>> Begin Records for this exercise
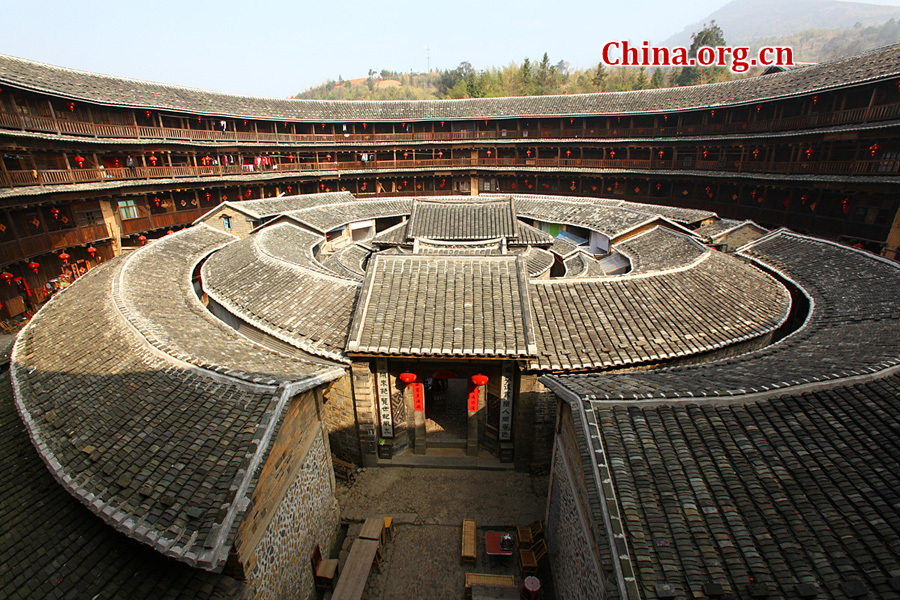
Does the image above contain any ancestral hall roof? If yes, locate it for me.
[347,255,536,358]
[0,45,900,122]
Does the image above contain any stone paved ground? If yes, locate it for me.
[337,467,552,600]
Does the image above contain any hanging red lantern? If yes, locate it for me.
[472,373,488,385]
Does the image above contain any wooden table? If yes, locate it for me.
[331,540,384,600]
[484,531,513,556]
[359,517,384,544]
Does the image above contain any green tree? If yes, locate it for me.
[678,20,728,85]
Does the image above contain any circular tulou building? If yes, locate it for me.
[0,46,900,600]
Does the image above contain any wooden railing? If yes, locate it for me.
[122,208,208,235]
[0,103,900,144]
[0,223,109,264]
[0,155,900,187]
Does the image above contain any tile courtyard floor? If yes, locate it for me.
[337,467,552,600]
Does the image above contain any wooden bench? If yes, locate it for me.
[466,573,516,598]
[461,519,478,564]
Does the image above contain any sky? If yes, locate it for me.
[0,0,900,98]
>> End Records for this exercise
What to work on: Put every line of the data above into a numbered list, omitting blank lines and leaving out the pictures.

Reply:
1. Does the image above contain any ancestral hall roof? If yes, locate it for me.
2. [347,255,536,358]
3. [0,45,900,122]
4. Does the image above contain any stone paved ground? If yes, locate it for me.
5. [337,467,552,600]
6. Does the image above contain any hanging red lantern? If yes, locate it for me.
7. [472,373,488,385]
8. Does the image above contain any wooden table? If yes, locate it for me.
9. [331,540,384,600]
10. [484,531,513,556]
11. [359,517,384,544]
12. Does the image above contain any green tree? If yes, locate it for me.
13. [678,20,728,85]
14. Does the image above contain any circular tulou building? If yes, locate it for me.
15. [0,46,900,600]
16. Does the image above contain any wooden railing? If yes, locate it for me.
17. [122,208,208,235]
18. [0,103,900,144]
19. [0,223,109,264]
20. [0,155,900,187]
21. Does the image above contain any tile courtyard floor? If yes, locate it for me.
22. [337,467,552,600]
23. Does the image above contain any wooden bench? If yes, locate it for me.
24. [466,573,516,598]
25. [461,519,478,564]
26. Does the image above contain any sky? If yes, locate it for me.
27. [0,0,900,98]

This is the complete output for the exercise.